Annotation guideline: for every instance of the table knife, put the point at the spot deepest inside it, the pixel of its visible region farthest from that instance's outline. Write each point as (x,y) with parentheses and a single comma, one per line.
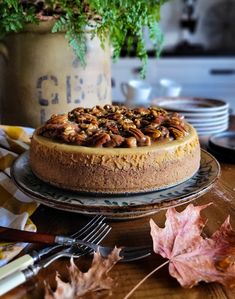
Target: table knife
(16,235)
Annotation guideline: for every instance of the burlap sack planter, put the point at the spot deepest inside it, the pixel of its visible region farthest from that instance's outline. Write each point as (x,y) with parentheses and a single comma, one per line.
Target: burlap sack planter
(42,76)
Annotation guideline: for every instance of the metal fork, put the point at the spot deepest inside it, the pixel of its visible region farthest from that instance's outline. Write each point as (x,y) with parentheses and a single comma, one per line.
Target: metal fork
(29,259)
(127,253)
(19,277)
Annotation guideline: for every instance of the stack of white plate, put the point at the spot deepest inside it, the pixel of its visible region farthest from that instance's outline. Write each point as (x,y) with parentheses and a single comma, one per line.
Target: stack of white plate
(208,116)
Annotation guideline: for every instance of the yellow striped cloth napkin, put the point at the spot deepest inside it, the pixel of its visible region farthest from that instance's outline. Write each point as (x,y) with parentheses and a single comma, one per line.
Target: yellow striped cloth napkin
(15,206)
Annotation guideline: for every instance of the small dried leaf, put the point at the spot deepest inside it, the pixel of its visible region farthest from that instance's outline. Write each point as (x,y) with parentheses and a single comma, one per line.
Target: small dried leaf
(192,257)
(81,284)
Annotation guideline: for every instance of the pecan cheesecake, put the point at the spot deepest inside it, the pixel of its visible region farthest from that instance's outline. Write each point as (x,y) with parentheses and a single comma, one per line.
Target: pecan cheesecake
(113,149)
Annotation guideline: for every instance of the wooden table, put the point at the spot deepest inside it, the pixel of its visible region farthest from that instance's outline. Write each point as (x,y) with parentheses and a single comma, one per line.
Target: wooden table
(136,232)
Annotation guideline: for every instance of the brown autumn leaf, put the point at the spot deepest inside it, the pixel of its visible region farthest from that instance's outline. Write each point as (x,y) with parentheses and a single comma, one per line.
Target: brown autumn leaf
(193,258)
(82,284)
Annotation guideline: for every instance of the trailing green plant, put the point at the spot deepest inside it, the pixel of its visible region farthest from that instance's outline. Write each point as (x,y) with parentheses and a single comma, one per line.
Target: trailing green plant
(122,21)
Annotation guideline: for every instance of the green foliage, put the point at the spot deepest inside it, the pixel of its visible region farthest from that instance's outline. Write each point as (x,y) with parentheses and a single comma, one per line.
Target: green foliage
(121,21)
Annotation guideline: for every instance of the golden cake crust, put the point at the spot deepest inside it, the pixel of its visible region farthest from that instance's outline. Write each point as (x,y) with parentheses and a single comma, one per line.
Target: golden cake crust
(115,170)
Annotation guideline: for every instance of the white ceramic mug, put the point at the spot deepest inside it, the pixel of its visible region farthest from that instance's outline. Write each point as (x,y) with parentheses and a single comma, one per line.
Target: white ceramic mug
(169,88)
(136,92)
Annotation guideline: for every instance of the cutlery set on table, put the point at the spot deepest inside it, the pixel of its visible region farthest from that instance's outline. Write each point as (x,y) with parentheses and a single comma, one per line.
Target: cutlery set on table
(84,241)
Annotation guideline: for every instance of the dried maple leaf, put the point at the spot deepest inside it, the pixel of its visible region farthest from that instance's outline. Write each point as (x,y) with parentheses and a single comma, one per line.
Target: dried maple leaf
(81,284)
(193,258)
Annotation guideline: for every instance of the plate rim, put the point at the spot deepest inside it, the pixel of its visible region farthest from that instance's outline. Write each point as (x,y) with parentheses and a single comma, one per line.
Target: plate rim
(222,105)
(119,212)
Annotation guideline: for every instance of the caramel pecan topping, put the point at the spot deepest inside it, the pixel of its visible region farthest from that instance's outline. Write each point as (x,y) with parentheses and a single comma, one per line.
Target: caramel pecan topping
(114,126)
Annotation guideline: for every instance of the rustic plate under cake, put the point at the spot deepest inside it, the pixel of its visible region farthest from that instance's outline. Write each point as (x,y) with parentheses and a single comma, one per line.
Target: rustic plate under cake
(120,206)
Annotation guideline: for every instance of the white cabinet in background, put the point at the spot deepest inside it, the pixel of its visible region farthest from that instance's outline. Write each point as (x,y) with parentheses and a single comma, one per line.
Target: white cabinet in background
(198,76)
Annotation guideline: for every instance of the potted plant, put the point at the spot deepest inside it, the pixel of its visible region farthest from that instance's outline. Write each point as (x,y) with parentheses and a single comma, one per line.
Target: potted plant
(58,53)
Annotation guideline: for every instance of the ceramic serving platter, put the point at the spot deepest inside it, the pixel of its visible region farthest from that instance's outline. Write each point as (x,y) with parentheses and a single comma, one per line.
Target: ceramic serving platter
(127,206)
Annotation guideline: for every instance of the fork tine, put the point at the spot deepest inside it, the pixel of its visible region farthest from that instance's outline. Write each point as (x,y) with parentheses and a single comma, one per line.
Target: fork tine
(88,226)
(76,251)
(96,238)
(87,230)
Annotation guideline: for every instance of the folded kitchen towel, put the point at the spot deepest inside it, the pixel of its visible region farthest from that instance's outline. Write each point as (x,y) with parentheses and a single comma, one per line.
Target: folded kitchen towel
(15,206)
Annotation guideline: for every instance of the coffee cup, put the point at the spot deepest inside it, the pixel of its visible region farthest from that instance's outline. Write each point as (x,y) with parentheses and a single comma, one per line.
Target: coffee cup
(169,88)
(136,92)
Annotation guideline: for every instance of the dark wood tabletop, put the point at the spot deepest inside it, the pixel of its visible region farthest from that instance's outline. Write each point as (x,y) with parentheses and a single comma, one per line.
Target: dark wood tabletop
(137,232)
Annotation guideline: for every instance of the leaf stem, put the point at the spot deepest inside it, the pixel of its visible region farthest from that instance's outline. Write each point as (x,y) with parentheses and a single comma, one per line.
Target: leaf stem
(146,277)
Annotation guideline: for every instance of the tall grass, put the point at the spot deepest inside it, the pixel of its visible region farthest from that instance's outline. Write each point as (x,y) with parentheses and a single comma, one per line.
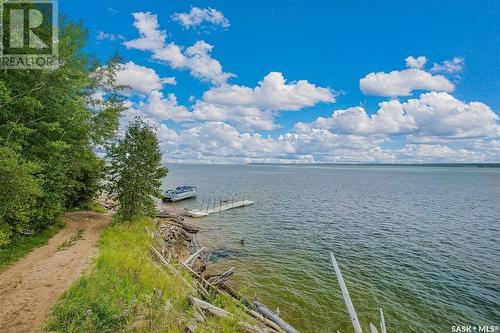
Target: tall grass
(127,291)
(23,245)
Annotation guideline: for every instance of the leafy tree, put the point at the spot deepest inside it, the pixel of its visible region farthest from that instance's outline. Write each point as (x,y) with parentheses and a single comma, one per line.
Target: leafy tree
(135,171)
(20,191)
(51,122)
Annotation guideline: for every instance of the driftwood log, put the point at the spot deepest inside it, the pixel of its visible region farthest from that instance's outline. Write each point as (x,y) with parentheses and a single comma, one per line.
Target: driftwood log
(173,233)
(218,312)
(262,309)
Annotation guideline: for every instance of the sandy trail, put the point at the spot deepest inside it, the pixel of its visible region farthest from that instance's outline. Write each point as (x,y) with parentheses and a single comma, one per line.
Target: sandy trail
(30,287)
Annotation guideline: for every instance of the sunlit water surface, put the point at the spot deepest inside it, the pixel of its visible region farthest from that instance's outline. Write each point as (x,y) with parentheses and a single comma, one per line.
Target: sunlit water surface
(423,243)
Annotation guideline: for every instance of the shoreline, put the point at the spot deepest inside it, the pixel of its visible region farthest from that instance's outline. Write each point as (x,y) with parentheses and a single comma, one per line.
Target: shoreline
(194,257)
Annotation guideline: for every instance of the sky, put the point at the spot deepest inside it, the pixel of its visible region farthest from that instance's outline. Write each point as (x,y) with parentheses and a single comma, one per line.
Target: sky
(306,81)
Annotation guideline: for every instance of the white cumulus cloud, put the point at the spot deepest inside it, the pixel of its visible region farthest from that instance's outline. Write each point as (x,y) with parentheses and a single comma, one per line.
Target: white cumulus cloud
(418,62)
(140,79)
(197,58)
(403,83)
(197,16)
(432,117)
(453,66)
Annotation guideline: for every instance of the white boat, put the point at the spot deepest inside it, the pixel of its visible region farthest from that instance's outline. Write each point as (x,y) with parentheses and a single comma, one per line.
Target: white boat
(180,193)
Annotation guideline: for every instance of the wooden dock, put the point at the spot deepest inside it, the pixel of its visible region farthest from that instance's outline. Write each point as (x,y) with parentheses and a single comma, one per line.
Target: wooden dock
(219,207)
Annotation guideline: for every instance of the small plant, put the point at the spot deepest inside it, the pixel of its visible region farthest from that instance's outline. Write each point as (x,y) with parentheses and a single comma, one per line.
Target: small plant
(70,242)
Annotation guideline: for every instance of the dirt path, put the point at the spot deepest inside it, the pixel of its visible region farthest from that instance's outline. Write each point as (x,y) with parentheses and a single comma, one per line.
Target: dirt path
(30,287)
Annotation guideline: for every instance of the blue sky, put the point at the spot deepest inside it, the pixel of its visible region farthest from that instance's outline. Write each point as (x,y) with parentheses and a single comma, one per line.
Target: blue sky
(337,58)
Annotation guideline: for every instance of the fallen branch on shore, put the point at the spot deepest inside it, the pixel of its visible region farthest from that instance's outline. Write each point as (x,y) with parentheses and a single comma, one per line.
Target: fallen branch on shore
(174,235)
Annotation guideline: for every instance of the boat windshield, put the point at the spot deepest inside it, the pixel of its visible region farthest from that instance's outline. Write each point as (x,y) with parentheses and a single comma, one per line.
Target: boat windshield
(185,188)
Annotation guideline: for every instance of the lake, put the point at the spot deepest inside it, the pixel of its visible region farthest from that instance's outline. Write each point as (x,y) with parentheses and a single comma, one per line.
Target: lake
(423,243)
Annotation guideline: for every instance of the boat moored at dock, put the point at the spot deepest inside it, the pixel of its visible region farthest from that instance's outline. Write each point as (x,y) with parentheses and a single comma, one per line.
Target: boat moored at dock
(180,193)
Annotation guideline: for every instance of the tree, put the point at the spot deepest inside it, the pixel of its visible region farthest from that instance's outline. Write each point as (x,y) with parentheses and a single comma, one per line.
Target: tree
(135,171)
(51,121)
(20,191)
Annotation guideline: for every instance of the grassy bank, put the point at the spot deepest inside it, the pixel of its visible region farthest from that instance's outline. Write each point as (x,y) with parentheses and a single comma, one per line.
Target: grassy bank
(25,244)
(126,290)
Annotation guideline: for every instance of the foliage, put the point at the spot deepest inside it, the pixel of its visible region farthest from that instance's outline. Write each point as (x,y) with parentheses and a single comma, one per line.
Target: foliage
(51,121)
(135,171)
(20,191)
(127,291)
(21,245)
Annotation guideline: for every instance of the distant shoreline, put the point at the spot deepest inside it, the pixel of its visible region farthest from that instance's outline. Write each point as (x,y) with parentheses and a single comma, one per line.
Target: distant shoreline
(452,165)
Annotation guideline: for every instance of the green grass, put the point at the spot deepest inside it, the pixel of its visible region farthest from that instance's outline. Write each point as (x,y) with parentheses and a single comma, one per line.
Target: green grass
(72,241)
(127,291)
(25,244)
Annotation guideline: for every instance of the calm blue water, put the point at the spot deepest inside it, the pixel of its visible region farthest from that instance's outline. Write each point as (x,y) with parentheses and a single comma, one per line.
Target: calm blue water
(423,243)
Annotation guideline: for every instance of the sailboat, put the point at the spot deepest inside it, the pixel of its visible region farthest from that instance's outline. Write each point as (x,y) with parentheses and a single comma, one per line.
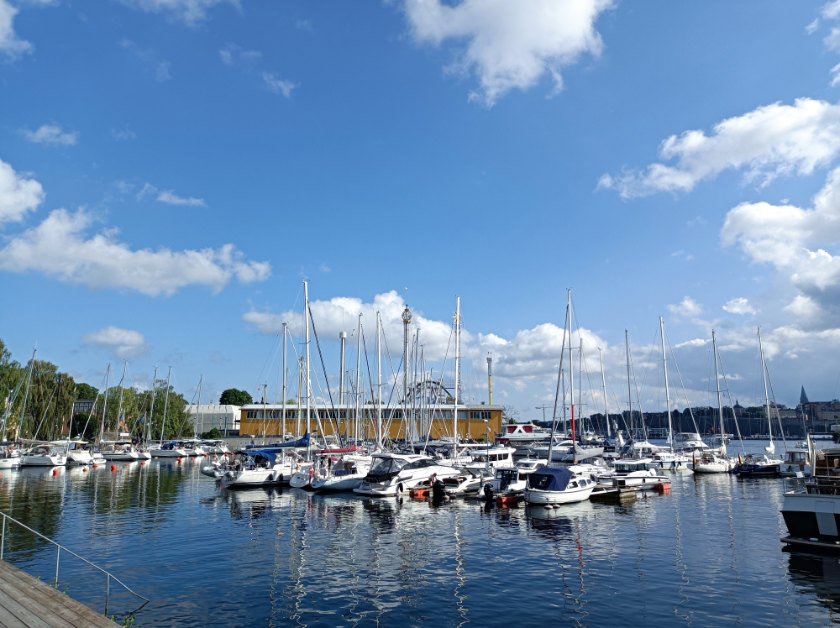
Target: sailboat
(550,486)
(10,455)
(669,460)
(761,465)
(714,461)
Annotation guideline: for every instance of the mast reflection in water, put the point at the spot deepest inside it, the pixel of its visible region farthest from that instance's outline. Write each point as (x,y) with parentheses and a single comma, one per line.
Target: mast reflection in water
(708,554)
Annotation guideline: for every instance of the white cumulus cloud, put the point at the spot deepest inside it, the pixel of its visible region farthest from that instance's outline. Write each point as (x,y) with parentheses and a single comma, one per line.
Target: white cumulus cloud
(10,45)
(510,45)
(59,247)
(796,241)
(51,134)
(766,143)
(18,194)
(740,305)
(190,12)
(687,308)
(124,343)
(277,85)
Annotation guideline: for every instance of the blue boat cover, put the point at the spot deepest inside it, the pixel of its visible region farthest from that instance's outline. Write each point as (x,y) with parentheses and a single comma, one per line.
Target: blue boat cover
(265,453)
(548,479)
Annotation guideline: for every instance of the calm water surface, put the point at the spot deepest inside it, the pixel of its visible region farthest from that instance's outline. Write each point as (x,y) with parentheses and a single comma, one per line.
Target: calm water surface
(708,554)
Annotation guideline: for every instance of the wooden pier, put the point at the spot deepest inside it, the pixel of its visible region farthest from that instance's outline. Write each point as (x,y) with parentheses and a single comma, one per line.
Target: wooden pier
(26,602)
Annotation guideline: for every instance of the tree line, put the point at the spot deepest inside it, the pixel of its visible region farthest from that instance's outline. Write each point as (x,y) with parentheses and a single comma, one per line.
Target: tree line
(39,401)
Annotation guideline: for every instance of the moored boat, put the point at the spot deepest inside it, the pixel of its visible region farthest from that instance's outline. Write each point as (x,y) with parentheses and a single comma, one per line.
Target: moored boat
(552,487)
(811,509)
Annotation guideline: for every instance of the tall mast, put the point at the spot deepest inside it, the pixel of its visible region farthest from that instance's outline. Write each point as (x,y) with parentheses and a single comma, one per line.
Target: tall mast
(720,404)
(667,392)
(604,385)
(771,447)
(308,381)
(283,411)
(198,406)
(119,405)
(457,373)
(148,429)
(165,406)
(406,317)
(358,376)
(629,393)
(26,392)
(571,367)
(104,402)
(378,381)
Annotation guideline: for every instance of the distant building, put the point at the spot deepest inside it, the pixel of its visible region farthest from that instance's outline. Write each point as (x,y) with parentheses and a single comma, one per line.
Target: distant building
(475,421)
(83,406)
(207,416)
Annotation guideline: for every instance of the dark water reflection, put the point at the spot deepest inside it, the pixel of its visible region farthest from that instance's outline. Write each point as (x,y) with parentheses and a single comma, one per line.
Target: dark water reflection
(708,554)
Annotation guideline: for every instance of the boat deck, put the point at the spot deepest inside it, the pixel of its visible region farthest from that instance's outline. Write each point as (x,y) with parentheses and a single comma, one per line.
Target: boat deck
(26,602)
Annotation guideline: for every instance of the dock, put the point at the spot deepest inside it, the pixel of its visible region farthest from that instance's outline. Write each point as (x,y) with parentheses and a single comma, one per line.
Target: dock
(26,602)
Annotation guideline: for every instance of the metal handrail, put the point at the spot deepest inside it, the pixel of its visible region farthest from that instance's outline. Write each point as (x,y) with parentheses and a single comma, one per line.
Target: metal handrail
(109,575)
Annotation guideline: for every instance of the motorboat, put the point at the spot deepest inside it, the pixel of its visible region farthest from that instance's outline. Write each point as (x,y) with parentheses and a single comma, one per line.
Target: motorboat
(9,457)
(469,480)
(45,455)
(78,452)
(758,466)
(642,473)
(795,462)
(551,487)
(711,462)
(811,508)
(689,442)
(672,460)
(395,474)
(341,470)
(256,468)
(171,449)
(119,451)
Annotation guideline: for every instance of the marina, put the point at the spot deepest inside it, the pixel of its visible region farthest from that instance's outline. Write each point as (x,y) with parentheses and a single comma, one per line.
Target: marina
(707,553)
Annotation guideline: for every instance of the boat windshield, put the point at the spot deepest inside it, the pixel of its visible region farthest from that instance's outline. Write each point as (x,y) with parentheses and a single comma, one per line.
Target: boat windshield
(386,465)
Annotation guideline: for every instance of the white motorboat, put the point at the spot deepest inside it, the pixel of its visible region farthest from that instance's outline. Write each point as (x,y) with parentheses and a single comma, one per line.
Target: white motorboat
(119,451)
(45,455)
(811,509)
(78,452)
(259,468)
(9,458)
(795,462)
(672,460)
(642,473)
(552,487)
(341,472)
(394,474)
(172,449)
(711,462)
(689,442)
(469,480)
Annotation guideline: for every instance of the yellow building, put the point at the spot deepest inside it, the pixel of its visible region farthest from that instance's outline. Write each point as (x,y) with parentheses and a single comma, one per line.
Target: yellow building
(476,422)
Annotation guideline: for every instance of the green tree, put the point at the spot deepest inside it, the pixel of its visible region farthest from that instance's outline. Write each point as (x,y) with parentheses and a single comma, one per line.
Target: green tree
(86,391)
(235,397)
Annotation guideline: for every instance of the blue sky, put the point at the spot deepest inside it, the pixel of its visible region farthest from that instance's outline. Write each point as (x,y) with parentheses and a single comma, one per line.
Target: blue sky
(172,170)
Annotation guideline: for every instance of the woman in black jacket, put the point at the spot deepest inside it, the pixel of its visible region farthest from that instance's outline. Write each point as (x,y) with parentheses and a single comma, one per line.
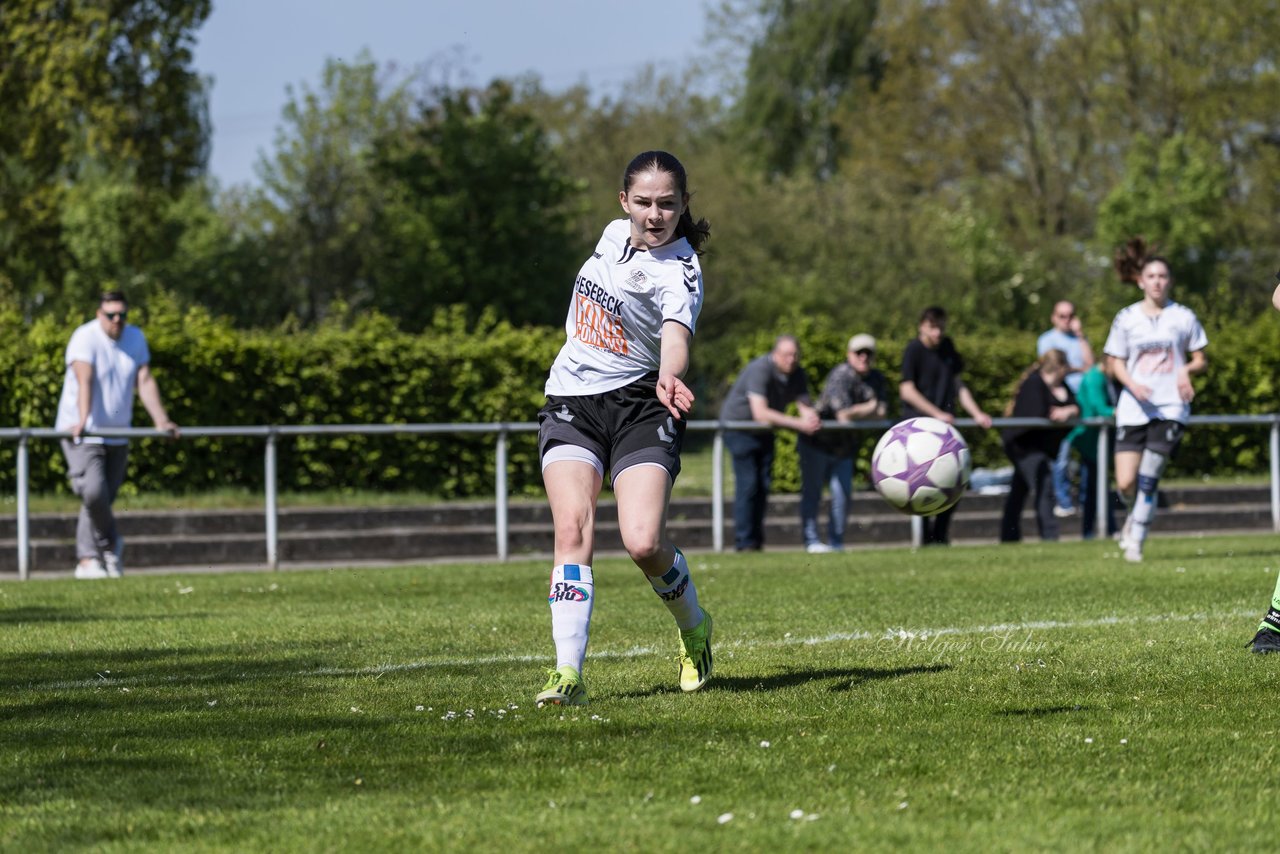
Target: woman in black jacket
(1041,394)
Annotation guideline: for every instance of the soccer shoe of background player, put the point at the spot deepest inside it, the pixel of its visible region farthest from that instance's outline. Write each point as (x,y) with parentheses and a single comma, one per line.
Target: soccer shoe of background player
(1267,640)
(91,569)
(563,688)
(695,660)
(1123,535)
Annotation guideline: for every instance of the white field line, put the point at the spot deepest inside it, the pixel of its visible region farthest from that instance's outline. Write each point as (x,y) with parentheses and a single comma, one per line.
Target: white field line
(105,680)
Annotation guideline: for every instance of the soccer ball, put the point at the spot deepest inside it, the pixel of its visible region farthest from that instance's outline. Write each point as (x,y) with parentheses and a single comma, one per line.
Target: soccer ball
(920,466)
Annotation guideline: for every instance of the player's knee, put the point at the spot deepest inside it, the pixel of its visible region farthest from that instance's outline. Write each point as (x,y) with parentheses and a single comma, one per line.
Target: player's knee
(94,493)
(572,531)
(641,543)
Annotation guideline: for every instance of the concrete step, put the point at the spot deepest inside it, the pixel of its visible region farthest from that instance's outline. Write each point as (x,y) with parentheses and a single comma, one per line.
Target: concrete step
(337,535)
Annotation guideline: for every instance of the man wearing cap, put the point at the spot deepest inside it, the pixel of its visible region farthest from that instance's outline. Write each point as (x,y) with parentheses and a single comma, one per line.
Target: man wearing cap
(853,389)
(106,359)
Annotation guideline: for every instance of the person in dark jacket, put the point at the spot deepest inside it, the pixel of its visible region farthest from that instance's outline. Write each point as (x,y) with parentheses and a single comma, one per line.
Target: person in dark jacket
(1041,394)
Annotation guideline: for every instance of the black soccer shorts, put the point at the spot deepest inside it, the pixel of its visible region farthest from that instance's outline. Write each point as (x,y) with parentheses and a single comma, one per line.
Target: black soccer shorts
(624,428)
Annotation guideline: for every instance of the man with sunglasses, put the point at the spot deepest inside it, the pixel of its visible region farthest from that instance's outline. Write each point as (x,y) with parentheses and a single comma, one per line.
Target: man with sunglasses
(853,389)
(106,359)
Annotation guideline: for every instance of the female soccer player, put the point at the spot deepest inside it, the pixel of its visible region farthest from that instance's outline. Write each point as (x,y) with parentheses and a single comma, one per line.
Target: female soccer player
(615,400)
(1155,347)
(1267,640)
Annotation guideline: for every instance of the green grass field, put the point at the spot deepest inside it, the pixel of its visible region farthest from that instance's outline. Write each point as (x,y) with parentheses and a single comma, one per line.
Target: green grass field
(974,698)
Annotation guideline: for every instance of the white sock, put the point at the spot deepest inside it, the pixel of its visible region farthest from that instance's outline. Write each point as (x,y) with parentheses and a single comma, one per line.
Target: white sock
(572,594)
(676,589)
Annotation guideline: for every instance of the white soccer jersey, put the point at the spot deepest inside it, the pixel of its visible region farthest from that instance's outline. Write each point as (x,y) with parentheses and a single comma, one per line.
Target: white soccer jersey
(621,298)
(1153,348)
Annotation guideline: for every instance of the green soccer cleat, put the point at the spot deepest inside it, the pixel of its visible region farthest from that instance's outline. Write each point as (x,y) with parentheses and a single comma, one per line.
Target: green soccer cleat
(563,688)
(695,661)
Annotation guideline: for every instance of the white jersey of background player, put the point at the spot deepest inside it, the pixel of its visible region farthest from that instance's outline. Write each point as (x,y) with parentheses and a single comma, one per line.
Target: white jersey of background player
(621,298)
(1153,350)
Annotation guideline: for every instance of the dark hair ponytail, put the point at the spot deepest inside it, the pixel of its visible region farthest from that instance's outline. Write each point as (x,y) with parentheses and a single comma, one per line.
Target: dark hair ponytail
(693,231)
(1133,257)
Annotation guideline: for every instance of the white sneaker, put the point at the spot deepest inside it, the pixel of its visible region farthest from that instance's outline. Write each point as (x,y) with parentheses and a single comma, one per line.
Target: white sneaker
(91,569)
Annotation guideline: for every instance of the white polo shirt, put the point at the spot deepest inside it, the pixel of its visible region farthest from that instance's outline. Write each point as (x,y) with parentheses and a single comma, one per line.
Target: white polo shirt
(621,300)
(115,370)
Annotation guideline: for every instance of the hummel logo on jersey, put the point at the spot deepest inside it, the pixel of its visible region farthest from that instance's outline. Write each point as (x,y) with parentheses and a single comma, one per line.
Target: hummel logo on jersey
(690,273)
(562,592)
(667,435)
(676,592)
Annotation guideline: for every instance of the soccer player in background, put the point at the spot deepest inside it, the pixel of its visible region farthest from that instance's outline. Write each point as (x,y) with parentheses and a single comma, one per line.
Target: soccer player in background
(615,398)
(106,360)
(1155,347)
(1267,640)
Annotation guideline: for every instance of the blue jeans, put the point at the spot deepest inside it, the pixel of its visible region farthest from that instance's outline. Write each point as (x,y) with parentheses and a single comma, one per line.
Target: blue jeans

──────────

A single number is the answer: how many lines of the material contain "jeans"?

RESULT
2